— BEGIN Material shown —
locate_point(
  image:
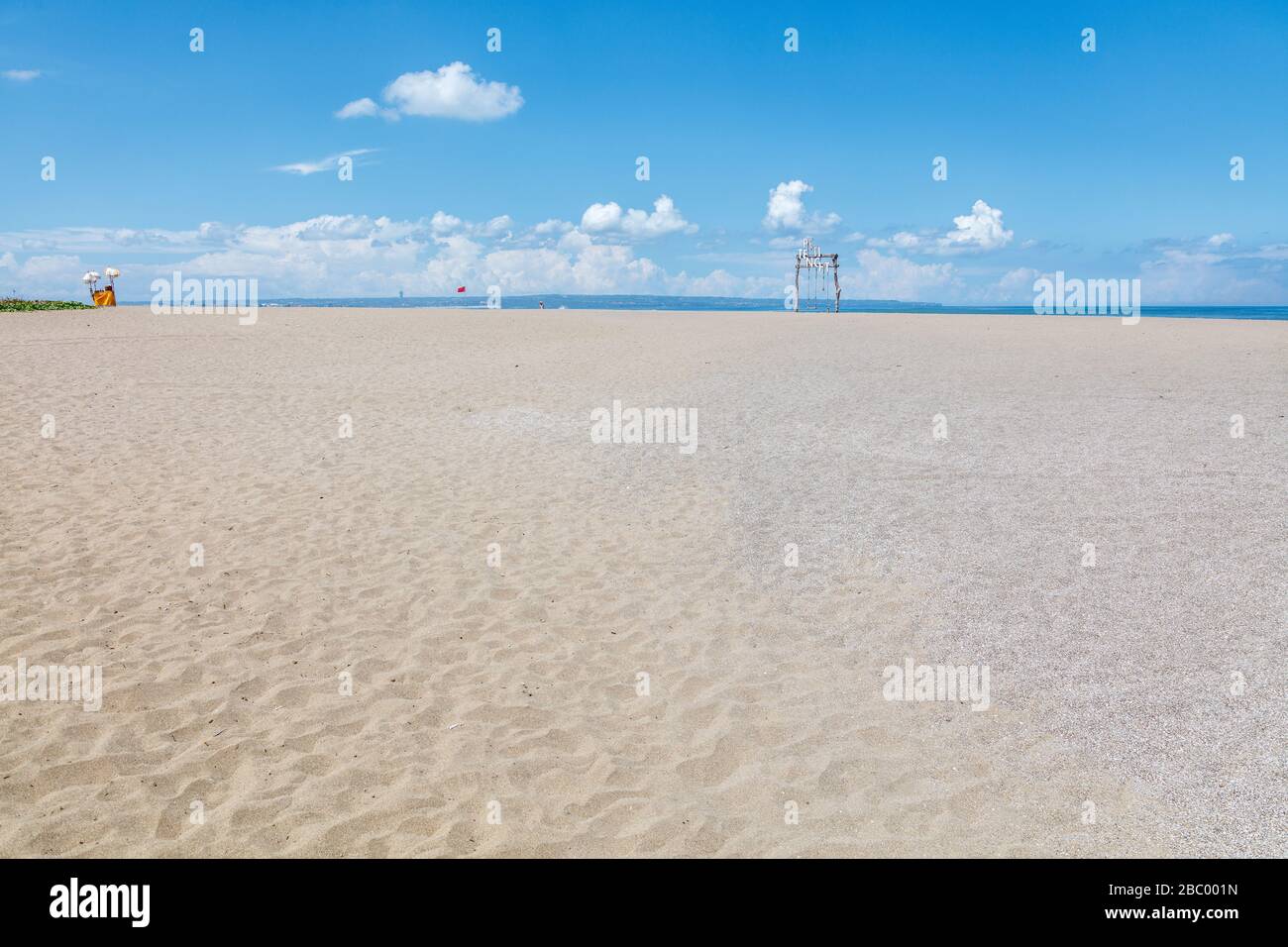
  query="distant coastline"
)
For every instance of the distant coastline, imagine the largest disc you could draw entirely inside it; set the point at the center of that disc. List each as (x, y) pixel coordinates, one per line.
(735, 304)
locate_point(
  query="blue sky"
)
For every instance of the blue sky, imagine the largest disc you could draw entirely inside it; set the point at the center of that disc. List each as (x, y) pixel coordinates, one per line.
(518, 167)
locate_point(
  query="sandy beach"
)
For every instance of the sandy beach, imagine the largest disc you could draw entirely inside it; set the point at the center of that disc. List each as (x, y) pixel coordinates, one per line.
(469, 629)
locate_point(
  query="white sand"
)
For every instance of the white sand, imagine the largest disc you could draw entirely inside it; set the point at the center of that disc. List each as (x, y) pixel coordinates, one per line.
(516, 684)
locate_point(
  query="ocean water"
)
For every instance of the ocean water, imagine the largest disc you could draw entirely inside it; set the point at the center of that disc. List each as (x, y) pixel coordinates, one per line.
(734, 303)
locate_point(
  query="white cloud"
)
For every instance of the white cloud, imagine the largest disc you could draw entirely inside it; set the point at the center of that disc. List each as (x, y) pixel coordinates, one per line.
(1210, 277)
(786, 210)
(365, 107)
(980, 230)
(443, 223)
(356, 256)
(666, 218)
(450, 91)
(553, 226)
(893, 277)
(326, 163)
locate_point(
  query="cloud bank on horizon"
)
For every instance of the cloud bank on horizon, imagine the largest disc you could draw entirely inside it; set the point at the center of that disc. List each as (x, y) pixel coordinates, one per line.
(578, 159)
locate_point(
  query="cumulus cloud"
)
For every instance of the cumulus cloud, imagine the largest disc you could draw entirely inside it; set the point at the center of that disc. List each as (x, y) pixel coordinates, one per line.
(326, 163)
(979, 231)
(366, 107)
(357, 256)
(450, 91)
(666, 218)
(786, 210)
(883, 275)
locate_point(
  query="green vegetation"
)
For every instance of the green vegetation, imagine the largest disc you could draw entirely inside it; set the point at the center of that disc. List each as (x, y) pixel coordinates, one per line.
(14, 304)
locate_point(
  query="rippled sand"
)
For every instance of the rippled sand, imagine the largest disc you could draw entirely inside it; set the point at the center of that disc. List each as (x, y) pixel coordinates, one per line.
(497, 709)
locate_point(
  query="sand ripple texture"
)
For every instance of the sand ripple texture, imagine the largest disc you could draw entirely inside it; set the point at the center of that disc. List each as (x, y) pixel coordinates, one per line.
(496, 709)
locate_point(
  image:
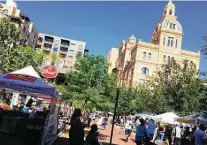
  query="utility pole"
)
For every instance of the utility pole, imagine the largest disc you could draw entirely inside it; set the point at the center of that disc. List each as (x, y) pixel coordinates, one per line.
(113, 122)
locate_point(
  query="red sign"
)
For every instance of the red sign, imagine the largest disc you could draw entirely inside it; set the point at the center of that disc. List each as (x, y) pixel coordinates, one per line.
(49, 72)
(21, 77)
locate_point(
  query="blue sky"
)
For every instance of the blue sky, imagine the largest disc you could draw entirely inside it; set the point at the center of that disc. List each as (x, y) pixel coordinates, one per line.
(103, 25)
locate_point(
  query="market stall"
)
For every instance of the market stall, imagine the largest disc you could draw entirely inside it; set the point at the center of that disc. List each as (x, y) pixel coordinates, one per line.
(168, 117)
(30, 126)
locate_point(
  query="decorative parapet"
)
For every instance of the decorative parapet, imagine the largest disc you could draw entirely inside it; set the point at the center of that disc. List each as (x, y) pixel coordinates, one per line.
(190, 53)
(148, 45)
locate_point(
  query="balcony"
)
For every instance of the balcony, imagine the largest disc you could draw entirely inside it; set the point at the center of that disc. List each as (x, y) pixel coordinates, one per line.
(62, 54)
(47, 47)
(40, 39)
(65, 43)
(49, 40)
(63, 50)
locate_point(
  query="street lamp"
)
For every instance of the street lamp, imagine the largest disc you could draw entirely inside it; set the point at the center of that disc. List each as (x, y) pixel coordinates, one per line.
(116, 104)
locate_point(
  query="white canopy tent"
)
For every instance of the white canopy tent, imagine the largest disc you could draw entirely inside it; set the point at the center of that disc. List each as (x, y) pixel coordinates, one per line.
(168, 117)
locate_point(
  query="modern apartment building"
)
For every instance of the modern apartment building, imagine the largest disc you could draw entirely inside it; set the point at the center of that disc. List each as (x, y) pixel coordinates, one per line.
(136, 60)
(67, 49)
(29, 33)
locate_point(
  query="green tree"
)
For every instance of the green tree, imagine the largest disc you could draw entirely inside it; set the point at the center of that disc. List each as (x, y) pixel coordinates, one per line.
(29, 56)
(204, 47)
(13, 56)
(179, 87)
(9, 38)
(90, 81)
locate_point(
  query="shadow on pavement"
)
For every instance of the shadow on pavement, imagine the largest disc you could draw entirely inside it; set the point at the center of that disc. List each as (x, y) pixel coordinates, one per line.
(62, 141)
(104, 143)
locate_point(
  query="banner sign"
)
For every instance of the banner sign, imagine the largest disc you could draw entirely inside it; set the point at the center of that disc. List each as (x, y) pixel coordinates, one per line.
(49, 72)
(20, 77)
(14, 100)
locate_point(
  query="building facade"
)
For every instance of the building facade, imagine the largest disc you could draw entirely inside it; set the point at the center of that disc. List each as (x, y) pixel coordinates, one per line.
(136, 60)
(29, 33)
(67, 50)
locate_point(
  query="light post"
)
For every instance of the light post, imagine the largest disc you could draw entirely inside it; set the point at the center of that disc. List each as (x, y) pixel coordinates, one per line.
(115, 107)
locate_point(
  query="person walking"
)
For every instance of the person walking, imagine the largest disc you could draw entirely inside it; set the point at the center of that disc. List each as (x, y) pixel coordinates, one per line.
(92, 137)
(128, 127)
(141, 133)
(177, 135)
(76, 132)
(200, 135)
(151, 128)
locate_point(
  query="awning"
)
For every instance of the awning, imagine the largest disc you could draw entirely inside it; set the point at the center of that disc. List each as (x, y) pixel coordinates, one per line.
(27, 81)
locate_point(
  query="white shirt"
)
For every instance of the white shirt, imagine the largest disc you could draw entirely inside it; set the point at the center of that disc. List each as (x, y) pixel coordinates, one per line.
(177, 132)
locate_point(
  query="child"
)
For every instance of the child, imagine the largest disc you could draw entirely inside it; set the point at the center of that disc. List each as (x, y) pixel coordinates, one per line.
(92, 137)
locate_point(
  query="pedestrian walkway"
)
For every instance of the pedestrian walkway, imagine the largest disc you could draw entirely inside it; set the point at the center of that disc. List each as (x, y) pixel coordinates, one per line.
(118, 137)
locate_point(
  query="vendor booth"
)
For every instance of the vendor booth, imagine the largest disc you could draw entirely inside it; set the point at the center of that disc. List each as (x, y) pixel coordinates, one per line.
(25, 121)
(168, 117)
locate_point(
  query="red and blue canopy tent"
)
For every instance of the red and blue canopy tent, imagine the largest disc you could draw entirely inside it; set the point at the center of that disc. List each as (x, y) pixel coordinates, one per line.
(27, 81)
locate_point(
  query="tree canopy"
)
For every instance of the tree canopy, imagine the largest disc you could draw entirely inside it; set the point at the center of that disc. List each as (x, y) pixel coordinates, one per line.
(90, 81)
(13, 56)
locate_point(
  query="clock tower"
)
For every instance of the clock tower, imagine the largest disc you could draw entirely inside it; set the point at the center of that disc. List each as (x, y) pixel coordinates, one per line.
(168, 33)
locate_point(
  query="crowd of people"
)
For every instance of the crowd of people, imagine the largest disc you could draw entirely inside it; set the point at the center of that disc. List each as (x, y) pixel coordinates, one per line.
(146, 131)
(149, 132)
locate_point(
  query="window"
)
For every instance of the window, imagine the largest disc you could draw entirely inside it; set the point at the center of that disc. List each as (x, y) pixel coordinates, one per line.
(65, 49)
(149, 56)
(55, 49)
(168, 58)
(24, 29)
(164, 41)
(170, 42)
(40, 39)
(176, 43)
(5, 12)
(171, 25)
(144, 55)
(70, 59)
(174, 26)
(145, 71)
(164, 58)
(170, 12)
(142, 81)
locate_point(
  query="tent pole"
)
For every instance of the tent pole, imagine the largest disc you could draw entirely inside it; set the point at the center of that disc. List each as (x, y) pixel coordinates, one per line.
(113, 122)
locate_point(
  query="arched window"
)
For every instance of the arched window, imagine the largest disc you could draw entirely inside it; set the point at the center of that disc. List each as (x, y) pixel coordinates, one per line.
(170, 12)
(145, 71)
(144, 55)
(149, 56)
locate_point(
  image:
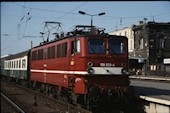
— END Material shown —
### Task statement
Which lines of the data above contain the word "shirt"? Gather every such line and copy it out, matching case exactly.

### Reply to the task
  query="white shirt"
For every instance of the white shirt, imagine the largest disc you could draw entirely inside it; set the point at the center of that disc. List each as (x, y) pixel coordinates, one per line.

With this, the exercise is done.